**Passage shown**
INTERNET-DRAFT                                                    M. Sun
Intended Status: <Standard Track>                            B.Pithawala
Expires: December 30,2017                            HUAWEI Technologies
                                                                   F.Gao
                                                               Baidu Inc
                                                            June 28,2017


            <BGP Support for Fast Link Status Notification>
                  draft-sun-idr-bgp-ls-notification-00


Abstract

   This document describes the use of Border Gateway Protocol (BGP)
   community. This optional transitive community will instruct router to
   monitor itself ports . With this community, controller only needs to
   send route update message once and will get the feedback only if link
   status changes. In particular this community can help controller get
   the link status changing notification much faster than current
   method.

Status of this Memo

   This Internet-Draft is submitted to IETF in full conformance with the
   provisions of BCP 78 and BCP 79.

   Internet-Drafts are working documents of the Internet Engineering
   Task Force (IETF), its areas, and its working groups.  Note that
   other groups may also distribute working documents as
   Internet-Drafts.

   Internet-Drafts are draft documents valid for a maximum of six months
   and may be updated, replaced, or obsoleted by other documents at any
   time.  It is inappropriate to use Internet-Drafts as reference
   material or to cite them other than as "work in progress."

   The list of current Internet-Drafts can be accessed at
   http://www.ietf.org/1id-abstracts.html

   The list of Internet-Draft Shadow Directories can be accessed at
   http://www.ietf.org/shadow.html


Copyright and License Notice

   Copyright (c) 2017 IETF Trust and the persons identified as the
   document authors. All rights reserved.



Marcus, et al.          Expires December 30,2017                [Page 1]


INTERNET DRAFT       Fast Link Status Notification          June 28,2017


   This document is subject to BCP 78 and the IETF Trust's Legal
   Provisions Relating to IETF Documents
   (http://trustee.ietf.org/license-info) in effect on the date of
   publication of this document. Please review these documents
   carefully, as they describe your rights and restrictions with respect
   to this document. Code Components extracted from this document must
   include Simplified BSD License text as described in Section 4.e of
   the Trust Legal Provisions and are provided without warranty as
   described in the Simplified BSD License.

**Your objective**
Print everything from "Status of this" down to "Internet-Drafts." in the BGP Internet-Draft above, word for word.

**Given information**
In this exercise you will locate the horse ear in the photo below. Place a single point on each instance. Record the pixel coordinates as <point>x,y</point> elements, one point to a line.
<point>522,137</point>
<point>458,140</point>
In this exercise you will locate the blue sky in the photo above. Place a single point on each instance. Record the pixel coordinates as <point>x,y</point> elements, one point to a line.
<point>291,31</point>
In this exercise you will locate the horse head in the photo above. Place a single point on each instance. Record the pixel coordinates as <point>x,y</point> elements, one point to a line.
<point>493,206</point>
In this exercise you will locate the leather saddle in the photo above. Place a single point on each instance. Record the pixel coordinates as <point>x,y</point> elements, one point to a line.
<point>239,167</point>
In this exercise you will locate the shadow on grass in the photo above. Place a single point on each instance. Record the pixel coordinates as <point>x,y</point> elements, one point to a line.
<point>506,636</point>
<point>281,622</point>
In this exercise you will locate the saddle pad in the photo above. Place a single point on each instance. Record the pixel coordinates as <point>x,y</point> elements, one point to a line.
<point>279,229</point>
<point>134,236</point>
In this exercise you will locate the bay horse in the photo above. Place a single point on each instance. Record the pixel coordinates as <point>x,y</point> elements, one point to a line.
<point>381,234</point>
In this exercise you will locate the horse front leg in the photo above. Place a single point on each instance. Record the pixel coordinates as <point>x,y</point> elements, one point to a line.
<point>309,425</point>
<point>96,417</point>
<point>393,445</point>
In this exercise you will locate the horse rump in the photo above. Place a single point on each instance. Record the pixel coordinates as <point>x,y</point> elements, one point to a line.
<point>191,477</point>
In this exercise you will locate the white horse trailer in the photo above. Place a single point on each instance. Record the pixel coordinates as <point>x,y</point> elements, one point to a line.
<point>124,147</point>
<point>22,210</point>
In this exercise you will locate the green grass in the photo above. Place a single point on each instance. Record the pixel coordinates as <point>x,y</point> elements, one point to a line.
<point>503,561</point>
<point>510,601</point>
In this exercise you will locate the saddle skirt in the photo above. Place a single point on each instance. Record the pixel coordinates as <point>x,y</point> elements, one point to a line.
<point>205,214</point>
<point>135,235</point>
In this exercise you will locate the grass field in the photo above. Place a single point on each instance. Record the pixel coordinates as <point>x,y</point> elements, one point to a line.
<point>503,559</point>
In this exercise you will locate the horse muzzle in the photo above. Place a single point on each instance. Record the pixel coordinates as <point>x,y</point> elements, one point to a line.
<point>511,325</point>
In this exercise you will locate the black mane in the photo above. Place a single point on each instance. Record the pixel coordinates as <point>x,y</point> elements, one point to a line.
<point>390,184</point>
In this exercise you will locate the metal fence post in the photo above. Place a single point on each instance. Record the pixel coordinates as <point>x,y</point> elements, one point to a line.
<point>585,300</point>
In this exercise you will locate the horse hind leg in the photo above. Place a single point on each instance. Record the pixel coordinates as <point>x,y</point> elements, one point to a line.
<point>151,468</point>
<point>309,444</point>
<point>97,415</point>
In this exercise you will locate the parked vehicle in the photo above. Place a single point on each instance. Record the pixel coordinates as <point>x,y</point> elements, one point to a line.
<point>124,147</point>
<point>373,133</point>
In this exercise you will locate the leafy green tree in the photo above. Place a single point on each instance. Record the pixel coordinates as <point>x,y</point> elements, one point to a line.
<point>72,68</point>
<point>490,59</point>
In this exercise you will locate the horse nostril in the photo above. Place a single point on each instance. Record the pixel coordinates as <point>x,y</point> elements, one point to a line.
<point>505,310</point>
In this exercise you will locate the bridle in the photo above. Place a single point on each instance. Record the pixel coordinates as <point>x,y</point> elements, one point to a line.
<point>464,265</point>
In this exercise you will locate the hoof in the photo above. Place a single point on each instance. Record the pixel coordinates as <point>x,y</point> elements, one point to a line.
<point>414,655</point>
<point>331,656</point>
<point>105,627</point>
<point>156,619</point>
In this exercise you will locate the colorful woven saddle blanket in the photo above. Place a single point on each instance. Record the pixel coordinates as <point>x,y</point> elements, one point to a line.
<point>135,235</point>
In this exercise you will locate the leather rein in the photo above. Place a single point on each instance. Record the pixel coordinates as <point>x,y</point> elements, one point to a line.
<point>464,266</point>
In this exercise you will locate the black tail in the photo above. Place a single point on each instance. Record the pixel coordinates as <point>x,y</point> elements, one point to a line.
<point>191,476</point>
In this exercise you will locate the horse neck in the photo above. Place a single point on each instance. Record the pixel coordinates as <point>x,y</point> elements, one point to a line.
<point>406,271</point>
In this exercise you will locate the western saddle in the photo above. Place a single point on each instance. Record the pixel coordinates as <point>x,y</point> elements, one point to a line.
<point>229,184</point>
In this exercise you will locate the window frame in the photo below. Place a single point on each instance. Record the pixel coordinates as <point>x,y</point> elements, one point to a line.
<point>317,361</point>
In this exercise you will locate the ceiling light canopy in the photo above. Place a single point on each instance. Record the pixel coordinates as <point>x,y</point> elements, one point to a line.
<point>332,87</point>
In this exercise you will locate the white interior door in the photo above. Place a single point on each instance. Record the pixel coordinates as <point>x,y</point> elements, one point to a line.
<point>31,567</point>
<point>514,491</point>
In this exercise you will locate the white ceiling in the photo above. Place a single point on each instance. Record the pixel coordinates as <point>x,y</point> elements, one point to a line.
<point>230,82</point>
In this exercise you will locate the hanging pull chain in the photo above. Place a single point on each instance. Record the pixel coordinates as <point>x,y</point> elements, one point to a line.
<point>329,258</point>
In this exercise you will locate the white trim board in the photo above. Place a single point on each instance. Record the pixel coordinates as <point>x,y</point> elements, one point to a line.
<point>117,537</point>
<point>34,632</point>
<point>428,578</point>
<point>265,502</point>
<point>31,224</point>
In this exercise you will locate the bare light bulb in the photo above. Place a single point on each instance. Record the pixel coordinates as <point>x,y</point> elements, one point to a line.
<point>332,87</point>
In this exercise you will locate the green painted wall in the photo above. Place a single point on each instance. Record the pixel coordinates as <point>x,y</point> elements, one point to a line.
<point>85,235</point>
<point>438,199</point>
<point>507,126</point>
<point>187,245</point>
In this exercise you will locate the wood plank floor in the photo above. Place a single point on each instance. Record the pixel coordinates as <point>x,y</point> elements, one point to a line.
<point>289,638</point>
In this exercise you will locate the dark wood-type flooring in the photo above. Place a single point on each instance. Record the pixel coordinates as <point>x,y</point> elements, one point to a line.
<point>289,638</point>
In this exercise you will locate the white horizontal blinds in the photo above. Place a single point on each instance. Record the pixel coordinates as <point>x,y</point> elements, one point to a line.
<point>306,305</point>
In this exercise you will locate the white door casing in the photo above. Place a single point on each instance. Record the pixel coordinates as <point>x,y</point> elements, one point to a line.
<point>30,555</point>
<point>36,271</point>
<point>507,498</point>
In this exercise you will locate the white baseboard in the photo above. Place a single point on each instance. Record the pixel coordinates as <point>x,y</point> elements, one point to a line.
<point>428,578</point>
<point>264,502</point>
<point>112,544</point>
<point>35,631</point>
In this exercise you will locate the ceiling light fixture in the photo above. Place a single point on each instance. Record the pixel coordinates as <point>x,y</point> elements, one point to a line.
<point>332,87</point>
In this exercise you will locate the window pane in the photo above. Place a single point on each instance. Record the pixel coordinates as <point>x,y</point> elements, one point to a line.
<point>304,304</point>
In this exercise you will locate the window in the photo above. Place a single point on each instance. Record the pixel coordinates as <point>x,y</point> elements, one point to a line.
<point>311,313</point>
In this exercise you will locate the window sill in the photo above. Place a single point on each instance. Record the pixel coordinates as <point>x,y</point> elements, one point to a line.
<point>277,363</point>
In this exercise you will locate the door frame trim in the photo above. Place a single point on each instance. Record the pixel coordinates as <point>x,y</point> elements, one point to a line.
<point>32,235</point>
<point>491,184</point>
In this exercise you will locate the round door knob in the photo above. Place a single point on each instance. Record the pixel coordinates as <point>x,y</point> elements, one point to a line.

**Worked answer**
Status of this Memo

   This Internet-Draft is submitted to IETF in full conformance with the
   provisions of BCP 78 and BCP 79.

   Internet-Drafts are working documents of the Internet Engineering
   Task Force (IETF), its areas, and its working groups.  Note that
   other groups may also distribute working documents as
   Internet-Drafts.